* SOURCE DATA *
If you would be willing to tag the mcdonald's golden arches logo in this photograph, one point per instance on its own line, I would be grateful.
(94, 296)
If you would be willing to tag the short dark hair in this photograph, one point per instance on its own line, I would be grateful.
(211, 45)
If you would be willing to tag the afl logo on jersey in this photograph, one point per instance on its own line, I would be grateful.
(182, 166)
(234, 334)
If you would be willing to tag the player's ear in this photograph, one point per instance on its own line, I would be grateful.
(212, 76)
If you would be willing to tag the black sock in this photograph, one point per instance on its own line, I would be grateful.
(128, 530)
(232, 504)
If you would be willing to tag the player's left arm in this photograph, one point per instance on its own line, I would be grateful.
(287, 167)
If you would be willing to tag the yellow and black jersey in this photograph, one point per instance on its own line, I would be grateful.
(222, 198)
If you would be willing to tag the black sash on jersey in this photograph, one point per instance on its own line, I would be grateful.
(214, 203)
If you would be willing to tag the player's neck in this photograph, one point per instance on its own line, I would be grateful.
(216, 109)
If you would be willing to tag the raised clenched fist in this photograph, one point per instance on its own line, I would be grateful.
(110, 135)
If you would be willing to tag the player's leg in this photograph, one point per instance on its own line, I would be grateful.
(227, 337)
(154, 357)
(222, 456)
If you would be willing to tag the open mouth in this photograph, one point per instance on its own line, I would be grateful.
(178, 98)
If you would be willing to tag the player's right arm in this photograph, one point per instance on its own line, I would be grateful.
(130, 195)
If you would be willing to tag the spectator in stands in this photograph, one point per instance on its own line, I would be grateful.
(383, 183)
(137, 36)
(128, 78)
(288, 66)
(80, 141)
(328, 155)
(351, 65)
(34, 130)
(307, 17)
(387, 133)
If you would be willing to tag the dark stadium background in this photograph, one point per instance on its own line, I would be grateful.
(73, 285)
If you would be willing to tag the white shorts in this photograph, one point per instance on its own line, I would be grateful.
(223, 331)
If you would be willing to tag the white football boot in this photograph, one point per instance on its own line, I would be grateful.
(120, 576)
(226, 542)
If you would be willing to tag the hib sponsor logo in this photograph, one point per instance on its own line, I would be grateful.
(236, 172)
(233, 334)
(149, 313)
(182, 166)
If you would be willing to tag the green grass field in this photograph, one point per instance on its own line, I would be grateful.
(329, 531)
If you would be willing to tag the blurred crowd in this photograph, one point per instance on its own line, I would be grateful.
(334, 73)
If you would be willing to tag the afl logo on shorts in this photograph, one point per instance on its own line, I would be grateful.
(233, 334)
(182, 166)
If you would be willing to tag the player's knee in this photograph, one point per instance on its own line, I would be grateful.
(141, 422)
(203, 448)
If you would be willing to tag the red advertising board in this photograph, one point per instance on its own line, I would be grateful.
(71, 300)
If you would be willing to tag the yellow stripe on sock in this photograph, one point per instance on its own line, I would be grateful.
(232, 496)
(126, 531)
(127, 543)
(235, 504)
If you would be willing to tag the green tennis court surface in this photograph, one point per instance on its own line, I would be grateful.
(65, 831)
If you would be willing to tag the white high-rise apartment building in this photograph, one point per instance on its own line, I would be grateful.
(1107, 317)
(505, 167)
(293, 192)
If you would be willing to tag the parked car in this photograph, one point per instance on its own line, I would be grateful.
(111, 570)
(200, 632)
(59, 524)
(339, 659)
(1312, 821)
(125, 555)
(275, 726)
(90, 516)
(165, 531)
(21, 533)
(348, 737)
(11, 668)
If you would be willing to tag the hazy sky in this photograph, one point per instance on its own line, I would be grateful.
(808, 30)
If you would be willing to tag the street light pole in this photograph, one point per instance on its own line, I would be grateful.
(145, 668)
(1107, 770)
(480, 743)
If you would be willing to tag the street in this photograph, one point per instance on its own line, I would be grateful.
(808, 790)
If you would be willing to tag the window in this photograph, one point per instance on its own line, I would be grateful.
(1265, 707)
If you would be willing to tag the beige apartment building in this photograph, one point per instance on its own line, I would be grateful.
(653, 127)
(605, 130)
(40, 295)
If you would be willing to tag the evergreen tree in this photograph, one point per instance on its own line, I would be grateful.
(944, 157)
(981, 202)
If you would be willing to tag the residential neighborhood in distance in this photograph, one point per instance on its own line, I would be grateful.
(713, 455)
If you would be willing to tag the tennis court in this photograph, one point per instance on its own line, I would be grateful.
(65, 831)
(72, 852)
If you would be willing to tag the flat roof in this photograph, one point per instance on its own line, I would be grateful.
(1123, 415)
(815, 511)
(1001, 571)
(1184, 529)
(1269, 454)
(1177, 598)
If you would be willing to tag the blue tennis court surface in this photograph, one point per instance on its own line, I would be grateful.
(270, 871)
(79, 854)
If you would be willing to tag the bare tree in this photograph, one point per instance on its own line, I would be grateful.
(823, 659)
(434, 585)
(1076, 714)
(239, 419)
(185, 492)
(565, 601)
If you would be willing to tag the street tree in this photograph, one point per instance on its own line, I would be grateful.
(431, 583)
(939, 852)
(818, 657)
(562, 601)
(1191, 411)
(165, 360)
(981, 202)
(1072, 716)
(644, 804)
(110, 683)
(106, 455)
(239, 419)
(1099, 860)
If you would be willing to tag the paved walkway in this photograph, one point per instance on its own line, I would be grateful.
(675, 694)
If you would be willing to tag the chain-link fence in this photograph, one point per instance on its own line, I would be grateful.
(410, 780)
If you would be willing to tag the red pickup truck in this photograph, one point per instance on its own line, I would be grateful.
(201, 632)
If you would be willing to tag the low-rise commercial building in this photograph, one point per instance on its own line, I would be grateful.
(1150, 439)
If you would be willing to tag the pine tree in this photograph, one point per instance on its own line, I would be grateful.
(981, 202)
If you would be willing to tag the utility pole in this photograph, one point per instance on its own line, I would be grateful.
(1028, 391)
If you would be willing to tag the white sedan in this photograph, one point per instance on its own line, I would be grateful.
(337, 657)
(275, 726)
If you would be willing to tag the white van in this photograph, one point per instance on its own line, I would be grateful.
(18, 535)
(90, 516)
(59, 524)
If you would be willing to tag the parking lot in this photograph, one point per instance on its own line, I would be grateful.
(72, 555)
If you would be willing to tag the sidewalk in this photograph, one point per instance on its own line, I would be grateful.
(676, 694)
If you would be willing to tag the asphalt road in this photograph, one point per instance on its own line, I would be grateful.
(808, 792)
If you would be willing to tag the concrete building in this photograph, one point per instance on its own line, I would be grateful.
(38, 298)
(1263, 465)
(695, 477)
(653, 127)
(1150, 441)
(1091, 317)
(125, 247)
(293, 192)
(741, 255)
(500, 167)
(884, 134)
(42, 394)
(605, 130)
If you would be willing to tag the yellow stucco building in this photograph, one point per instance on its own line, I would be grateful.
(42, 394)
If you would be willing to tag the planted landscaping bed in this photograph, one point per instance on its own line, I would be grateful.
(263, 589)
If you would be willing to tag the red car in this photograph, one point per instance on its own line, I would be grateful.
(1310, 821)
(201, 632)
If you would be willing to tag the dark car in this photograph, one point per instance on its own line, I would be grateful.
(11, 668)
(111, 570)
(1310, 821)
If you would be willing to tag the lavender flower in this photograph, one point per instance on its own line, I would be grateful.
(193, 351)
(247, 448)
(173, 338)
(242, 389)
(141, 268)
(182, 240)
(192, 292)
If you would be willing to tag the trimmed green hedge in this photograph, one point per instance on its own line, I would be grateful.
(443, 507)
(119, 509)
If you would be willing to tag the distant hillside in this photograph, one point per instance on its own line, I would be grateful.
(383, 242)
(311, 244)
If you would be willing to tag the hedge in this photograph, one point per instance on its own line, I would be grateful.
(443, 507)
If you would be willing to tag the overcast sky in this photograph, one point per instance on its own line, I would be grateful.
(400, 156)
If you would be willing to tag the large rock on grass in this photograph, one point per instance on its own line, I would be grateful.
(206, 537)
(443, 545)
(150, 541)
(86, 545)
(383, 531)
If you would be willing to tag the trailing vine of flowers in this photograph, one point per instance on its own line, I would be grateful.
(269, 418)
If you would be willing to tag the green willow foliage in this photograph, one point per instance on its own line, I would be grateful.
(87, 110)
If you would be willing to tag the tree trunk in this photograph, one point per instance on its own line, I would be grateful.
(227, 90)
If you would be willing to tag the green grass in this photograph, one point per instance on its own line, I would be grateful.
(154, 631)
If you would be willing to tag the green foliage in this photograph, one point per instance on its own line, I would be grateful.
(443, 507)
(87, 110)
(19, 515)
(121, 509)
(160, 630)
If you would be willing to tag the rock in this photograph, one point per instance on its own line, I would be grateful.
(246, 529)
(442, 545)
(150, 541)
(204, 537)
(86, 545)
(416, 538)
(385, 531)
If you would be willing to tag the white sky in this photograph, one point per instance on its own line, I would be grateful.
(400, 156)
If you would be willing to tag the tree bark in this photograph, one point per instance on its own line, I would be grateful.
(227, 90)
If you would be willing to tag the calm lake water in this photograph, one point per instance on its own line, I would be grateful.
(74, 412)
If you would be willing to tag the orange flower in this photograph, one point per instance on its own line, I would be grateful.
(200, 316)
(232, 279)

* TASK TO CARRY OUT *
With the line containing "If you would be willing to tag the tree bark" as the first and the last line above as the final one, copy those lines exactly and no others.

* RESPONSE TO THE EXERCISE *
If you would be willing to tag the tree bark in this photograph, one point per instance on its own line, I would be grateful.
(227, 90)
If you would be willing to tag the calm lake water in this photograph, one point per instance on its own line, I would be grateful.
(74, 412)
If you would be willing to tag the orange flower in this photograph, one point per instance on its own line, I would be grateful.
(200, 316)
(232, 279)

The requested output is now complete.